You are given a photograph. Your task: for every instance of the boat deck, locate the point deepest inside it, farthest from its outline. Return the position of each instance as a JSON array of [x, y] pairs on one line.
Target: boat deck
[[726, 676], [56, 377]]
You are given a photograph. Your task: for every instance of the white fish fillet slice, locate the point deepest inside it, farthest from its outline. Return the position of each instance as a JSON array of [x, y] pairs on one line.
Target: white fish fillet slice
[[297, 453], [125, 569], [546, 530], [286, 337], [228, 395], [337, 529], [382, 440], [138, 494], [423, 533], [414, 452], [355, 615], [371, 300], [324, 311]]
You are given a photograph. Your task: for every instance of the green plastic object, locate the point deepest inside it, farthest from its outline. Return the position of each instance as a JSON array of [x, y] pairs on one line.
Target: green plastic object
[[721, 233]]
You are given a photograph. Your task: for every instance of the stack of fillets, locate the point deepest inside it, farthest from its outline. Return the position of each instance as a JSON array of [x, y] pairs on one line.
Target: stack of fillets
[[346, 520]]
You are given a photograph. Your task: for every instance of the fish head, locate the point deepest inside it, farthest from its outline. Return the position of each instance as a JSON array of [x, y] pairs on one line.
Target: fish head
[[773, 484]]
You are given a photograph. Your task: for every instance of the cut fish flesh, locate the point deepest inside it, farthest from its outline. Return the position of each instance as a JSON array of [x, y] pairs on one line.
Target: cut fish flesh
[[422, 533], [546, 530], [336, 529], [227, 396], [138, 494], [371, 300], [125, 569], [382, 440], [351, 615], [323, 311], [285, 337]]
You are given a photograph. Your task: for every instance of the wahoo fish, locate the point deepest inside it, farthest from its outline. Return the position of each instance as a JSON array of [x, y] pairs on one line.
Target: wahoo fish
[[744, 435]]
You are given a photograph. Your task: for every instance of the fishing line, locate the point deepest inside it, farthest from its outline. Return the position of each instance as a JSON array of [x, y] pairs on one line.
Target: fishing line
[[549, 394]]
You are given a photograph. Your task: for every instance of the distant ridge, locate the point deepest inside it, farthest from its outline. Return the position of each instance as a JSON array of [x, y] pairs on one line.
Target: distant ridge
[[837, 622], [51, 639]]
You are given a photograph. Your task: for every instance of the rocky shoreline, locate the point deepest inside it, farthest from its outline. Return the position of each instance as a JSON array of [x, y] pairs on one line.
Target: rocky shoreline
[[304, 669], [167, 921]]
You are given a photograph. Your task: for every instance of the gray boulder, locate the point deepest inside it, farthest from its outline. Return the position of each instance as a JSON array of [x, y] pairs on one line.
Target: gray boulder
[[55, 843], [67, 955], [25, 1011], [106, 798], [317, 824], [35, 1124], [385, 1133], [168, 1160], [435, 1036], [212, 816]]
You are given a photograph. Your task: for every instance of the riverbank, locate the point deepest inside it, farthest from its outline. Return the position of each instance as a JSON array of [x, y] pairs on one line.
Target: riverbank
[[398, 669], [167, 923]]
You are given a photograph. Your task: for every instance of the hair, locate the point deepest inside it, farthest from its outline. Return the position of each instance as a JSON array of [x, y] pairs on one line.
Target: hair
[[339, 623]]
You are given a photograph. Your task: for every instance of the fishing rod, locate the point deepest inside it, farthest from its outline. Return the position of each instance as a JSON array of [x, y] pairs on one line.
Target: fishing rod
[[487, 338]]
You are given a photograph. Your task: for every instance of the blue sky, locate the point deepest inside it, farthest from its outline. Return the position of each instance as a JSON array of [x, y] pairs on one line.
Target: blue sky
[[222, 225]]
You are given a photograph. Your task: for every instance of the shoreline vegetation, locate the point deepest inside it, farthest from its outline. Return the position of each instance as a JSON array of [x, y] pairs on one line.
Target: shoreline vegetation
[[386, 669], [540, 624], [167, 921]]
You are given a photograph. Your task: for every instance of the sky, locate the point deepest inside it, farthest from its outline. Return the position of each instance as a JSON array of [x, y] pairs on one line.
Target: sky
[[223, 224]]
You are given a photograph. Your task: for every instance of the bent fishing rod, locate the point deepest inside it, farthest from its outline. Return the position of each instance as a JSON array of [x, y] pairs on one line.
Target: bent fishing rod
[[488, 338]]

*-*-*

_Exercise_. Please copy the material above exactly, from the line with "fish head, locate" up to and including the line with "[[837, 622], [51, 639]]".

_Expected output_.
You are given a photograph. Your task: for every instance of the fish head, locate the point deepest inside it, farthest from its outline. Return the position of each instance as a JSON array of [x, y] pairs on one line.
Target: fish head
[[773, 484]]
You are given a photograph. Your task: for every instance of the cut fish flesh, locate the point deepest inside it, farthest from its outline. Return the position of each instance as a JSON array of [x, y] pairs on one line.
Target: cut fish flesh
[[422, 533], [546, 530], [336, 529], [227, 396], [138, 494], [371, 300], [125, 569], [382, 440], [351, 615], [323, 311], [285, 337]]
You are given a photograph. Your task: for every instance of the wahoo fish, locate the point deepest inside it, farthest from its outline. Return the position of each instance as a JSON array of [x, y] pairs on one line.
Target: wahoo fish
[[744, 435]]
You are given a photograph. Your task: for every instance of the fishing line, locate the point deepest inside it, farthest from its outline. Return the position of each instance as a JSON array of [x, y] pairs on one line.
Target: fishing line
[[549, 394]]
You are given a photograph. Your task: for every instance of the distant ridge, locate the point deepest inside it, farthest from its outline. Return the position of each instance as a JSON array of [x, y] pairs on one line.
Target: distant ridge
[[837, 622], [51, 639]]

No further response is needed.